» **TEXT SEGMENT**:
These patterns are closely related to Ultimate Guide to NHIs because the real control issue is not suggestion quality alone, but whether identity, secret, and action boundaries remain intact while the system helps move work forward.

Why It Matters in NHI Security

Guided action becomes important in NHI security because service accounts, API keys, and automation tokens can turn a harmless recommendation into direct system impact if approval boundaries are loose. That is especially dangerous in environments where NHIs outnumber human identities by 25x to 50x, because the volume of machine-to-machine decisions can overwhelm manual oversight. NHI Management Group also reports that 97% of NHIs carry excessive privileges, a condition that magnifies the blast radius if guided workflows can execute beyond intended scope.

Good governance keeps recommendation logic separate from execution logic, with explicit approval records, traceable intent, and revocation paths when a workflow behaves unexpectedly. This aligns with NIST thinking on access control and auditability, and with the operational reality documented in the Ultimate Guide to NHIs, where weak lifecycle controls and overexposed secrets repeatedly create compromise paths. NHI Management Group has found that 79% of organisations have experienced secrets leaks, with 77% of those incidents causing tangible damage, which makes controlled guidance far more than a usability concern.

Image object location rows:
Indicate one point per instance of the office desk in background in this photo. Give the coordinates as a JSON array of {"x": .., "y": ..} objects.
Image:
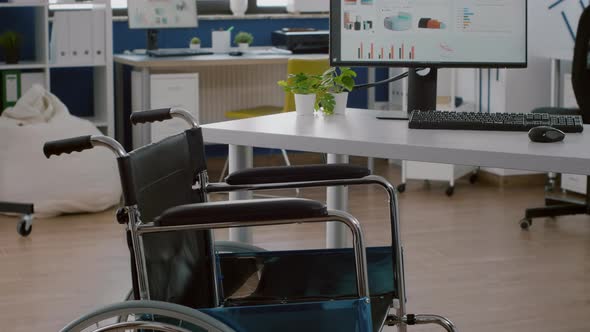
[
  {"x": 359, "y": 133},
  {"x": 225, "y": 82}
]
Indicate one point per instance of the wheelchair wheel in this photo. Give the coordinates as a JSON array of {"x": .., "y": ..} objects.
[{"x": 147, "y": 315}]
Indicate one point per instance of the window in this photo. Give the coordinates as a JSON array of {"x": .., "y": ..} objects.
[
  {"x": 119, "y": 4},
  {"x": 204, "y": 7}
]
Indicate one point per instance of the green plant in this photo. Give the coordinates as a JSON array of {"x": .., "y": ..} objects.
[
  {"x": 333, "y": 80},
  {"x": 301, "y": 83},
  {"x": 10, "y": 41},
  {"x": 243, "y": 38}
]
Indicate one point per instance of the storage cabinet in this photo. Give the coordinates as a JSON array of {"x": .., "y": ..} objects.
[{"x": 41, "y": 64}]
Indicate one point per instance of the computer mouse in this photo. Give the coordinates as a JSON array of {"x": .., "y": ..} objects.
[{"x": 546, "y": 134}]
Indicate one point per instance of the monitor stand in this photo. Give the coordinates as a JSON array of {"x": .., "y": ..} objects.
[
  {"x": 152, "y": 39},
  {"x": 421, "y": 94},
  {"x": 422, "y": 89}
]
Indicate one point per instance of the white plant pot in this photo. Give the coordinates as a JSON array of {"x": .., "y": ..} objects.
[
  {"x": 238, "y": 7},
  {"x": 341, "y": 100},
  {"x": 243, "y": 47},
  {"x": 304, "y": 104}
]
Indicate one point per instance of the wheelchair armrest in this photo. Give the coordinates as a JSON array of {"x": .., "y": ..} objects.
[
  {"x": 250, "y": 210},
  {"x": 302, "y": 173}
]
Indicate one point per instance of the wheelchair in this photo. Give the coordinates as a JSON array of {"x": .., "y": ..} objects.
[{"x": 183, "y": 281}]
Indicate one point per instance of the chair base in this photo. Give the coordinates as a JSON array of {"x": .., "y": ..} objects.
[{"x": 555, "y": 207}]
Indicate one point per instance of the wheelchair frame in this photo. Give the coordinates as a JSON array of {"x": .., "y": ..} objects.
[{"x": 137, "y": 228}]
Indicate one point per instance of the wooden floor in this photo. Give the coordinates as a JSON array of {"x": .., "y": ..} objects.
[{"x": 466, "y": 258}]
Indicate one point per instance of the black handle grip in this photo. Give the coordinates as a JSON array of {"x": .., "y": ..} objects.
[
  {"x": 151, "y": 116},
  {"x": 67, "y": 145}
]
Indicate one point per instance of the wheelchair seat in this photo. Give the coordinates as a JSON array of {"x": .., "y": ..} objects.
[{"x": 309, "y": 275}]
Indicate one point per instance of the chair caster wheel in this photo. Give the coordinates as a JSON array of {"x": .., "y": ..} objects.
[
  {"x": 450, "y": 191},
  {"x": 526, "y": 223},
  {"x": 22, "y": 228},
  {"x": 401, "y": 188}
]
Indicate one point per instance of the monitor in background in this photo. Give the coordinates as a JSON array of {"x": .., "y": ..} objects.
[
  {"x": 161, "y": 14},
  {"x": 428, "y": 34}
]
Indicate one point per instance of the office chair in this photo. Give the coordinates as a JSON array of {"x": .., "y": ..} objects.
[
  {"x": 25, "y": 225},
  {"x": 581, "y": 83},
  {"x": 294, "y": 66},
  {"x": 175, "y": 260}
]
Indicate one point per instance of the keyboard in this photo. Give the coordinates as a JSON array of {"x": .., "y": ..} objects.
[
  {"x": 493, "y": 121},
  {"x": 165, "y": 52}
]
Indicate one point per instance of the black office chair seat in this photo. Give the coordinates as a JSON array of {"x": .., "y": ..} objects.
[{"x": 308, "y": 275}]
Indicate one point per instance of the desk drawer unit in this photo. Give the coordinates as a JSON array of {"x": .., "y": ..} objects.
[{"x": 573, "y": 182}]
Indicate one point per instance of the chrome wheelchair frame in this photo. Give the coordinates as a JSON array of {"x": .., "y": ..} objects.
[{"x": 130, "y": 215}]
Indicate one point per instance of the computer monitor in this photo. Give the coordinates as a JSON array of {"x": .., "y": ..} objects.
[
  {"x": 428, "y": 34},
  {"x": 161, "y": 14}
]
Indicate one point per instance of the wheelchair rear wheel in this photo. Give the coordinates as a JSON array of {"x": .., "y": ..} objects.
[{"x": 147, "y": 315}]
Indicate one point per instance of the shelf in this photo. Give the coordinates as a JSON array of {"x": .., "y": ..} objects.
[
  {"x": 79, "y": 65},
  {"x": 23, "y": 65},
  {"x": 21, "y": 4}
]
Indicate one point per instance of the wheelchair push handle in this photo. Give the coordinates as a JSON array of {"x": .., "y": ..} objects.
[
  {"x": 163, "y": 114},
  {"x": 67, "y": 145},
  {"x": 81, "y": 143}
]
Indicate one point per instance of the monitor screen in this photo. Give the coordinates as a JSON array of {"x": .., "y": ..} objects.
[
  {"x": 433, "y": 33},
  {"x": 161, "y": 14}
]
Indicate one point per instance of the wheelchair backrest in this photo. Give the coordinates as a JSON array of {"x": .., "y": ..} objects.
[{"x": 156, "y": 177}]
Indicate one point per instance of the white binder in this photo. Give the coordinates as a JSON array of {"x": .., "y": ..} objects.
[
  {"x": 98, "y": 37},
  {"x": 80, "y": 33},
  {"x": 60, "y": 40}
]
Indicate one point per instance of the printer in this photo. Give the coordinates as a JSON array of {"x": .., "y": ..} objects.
[{"x": 301, "y": 41}]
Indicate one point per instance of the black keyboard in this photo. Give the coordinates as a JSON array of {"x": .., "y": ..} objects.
[
  {"x": 165, "y": 52},
  {"x": 494, "y": 121}
]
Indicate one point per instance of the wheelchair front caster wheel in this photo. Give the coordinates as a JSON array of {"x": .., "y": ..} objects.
[
  {"x": 401, "y": 188},
  {"x": 450, "y": 191},
  {"x": 526, "y": 223},
  {"x": 23, "y": 229}
]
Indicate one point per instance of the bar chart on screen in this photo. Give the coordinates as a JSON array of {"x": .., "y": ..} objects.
[{"x": 391, "y": 52}]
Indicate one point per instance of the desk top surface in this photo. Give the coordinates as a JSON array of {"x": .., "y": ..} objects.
[
  {"x": 359, "y": 133},
  {"x": 254, "y": 56}
]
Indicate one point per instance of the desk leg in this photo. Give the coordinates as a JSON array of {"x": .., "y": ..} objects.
[
  {"x": 337, "y": 198},
  {"x": 240, "y": 157}
]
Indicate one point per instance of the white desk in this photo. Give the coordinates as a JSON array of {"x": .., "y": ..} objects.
[{"x": 359, "y": 133}]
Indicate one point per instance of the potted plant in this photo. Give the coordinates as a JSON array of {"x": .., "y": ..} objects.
[
  {"x": 195, "y": 43},
  {"x": 332, "y": 94},
  {"x": 304, "y": 87},
  {"x": 243, "y": 40},
  {"x": 10, "y": 42}
]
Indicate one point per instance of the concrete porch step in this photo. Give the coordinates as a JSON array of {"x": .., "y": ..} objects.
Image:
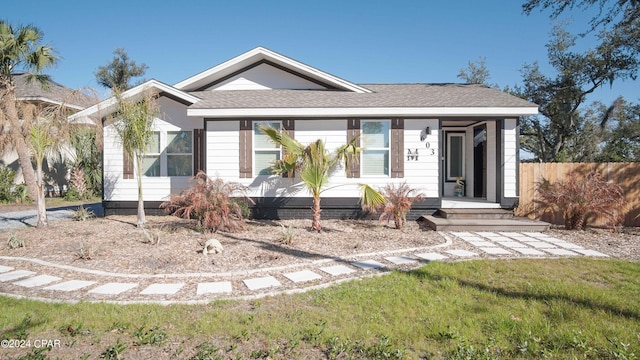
[
  {"x": 470, "y": 213},
  {"x": 514, "y": 224}
]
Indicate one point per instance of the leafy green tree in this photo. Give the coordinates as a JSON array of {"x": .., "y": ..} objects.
[
  {"x": 314, "y": 163},
  {"x": 133, "y": 121},
  {"x": 118, "y": 74},
  {"x": 21, "y": 51},
  {"x": 476, "y": 73},
  {"x": 618, "y": 22},
  {"x": 560, "y": 96}
]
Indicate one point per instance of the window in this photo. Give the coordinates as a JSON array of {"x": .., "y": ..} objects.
[
  {"x": 169, "y": 154},
  {"x": 179, "y": 153},
  {"x": 265, "y": 151},
  {"x": 375, "y": 141},
  {"x": 455, "y": 156},
  {"x": 151, "y": 158}
]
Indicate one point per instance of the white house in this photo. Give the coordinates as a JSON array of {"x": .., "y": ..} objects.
[{"x": 428, "y": 135}]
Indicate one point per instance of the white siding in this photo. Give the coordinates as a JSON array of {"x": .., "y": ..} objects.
[
  {"x": 265, "y": 77},
  {"x": 509, "y": 157},
  {"x": 173, "y": 116}
]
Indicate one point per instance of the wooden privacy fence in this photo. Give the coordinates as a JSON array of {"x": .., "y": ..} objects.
[{"x": 627, "y": 175}]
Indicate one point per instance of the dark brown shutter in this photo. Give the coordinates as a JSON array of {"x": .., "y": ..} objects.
[
  {"x": 288, "y": 126},
  {"x": 246, "y": 158},
  {"x": 127, "y": 166},
  {"x": 199, "y": 151},
  {"x": 397, "y": 148},
  {"x": 353, "y": 131}
]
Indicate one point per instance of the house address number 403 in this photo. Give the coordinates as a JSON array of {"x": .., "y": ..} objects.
[{"x": 412, "y": 154}]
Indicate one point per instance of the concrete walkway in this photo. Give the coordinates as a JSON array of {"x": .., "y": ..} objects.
[{"x": 36, "y": 279}]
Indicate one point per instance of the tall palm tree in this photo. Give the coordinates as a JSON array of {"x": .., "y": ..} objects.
[
  {"x": 314, "y": 163},
  {"x": 133, "y": 122},
  {"x": 21, "y": 50}
]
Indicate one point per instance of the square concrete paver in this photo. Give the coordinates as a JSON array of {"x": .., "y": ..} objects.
[
  {"x": 401, "y": 260},
  {"x": 70, "y": 285},
  {"x": 482, "y": 243},
  {"x": 15, "y": 275},
  {"x": 113, "y": 288},
  {"x": 587, "y": 252},
  {"x": 560, "y": 252},
  {"x": 218, "y": 287},
  {"x": 568, "y": 245},
  {"x": 37, "y": 281},
  {"x": 528, "y": 251},
  {"x": 512, "y": 244},
  {"x": 337, "y": 270},
  {"x": 368, "y": 264},
  {"x": 461, "y": 253},
  {"x": 432, "y": 256},
  {"x": 302, "y": 276},
  {"x": 261, "y": 283},
  {"x": 162, "y": 289},
  {"x": 495, "y": 251},
  {"x": 540, "y": 245}
]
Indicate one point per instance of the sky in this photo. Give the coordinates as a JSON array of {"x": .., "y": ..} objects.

» **INSTRUCTIONS**:
A – List every percentage figure that appears in the NHI security passage.
B – Print the NHI security passage starting at "Guided action becomes" and ending at "beyond intended scope.".
Work only from the NHI security passage.

» **SOLUTION LIST**:
A – 97%, 79%, 77%

B –
Guided action becomes important in NHI security because service accounts, API keys, and automation tokens can turn a harmless recommendation into direct system impact if approval boundaries are loose. That is especially dangerous in environments where NHIs outnumber human identities by 25x to 50x, because the volume of machine-to-machine decisions can overwhelm manual oversight. NHI Management Group also reports that 97% of NHIs carry excessive privileges, a condition that magnifies the blast radius if guided workflows can execute beyond intended scope.